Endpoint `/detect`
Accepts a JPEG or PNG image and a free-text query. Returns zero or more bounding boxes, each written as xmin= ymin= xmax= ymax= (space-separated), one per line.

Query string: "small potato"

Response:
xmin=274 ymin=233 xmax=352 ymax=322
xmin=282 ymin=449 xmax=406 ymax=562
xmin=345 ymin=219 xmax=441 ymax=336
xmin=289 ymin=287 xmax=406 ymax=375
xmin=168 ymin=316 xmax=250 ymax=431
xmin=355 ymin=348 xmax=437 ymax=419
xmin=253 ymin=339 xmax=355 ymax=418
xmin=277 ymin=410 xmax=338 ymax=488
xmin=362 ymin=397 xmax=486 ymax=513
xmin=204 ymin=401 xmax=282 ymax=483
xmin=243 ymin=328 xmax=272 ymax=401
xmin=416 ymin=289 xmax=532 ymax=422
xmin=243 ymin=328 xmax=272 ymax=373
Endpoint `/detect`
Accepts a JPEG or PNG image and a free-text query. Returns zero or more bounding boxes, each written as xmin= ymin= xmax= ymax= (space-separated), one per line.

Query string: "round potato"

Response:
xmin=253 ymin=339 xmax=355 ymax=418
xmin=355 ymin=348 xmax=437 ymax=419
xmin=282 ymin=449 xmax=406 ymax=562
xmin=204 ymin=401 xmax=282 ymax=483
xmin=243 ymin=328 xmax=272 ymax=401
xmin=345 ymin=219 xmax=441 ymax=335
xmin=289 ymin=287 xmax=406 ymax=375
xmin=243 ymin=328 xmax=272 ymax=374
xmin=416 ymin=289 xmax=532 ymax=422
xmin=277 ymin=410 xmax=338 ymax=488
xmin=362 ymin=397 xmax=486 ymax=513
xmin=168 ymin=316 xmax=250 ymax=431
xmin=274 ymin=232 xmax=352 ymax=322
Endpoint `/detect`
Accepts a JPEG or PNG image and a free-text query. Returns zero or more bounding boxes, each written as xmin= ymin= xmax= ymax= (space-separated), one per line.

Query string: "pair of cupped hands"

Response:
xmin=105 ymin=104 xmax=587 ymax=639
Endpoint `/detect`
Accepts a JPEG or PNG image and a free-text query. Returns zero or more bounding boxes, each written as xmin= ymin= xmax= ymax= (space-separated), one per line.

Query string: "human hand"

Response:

++++++++++

Instructions to follow:
Find every line in the records above that contains the string "potato" and copy each one.

The reply:
Query string: "small potato"
Query string: "round potato"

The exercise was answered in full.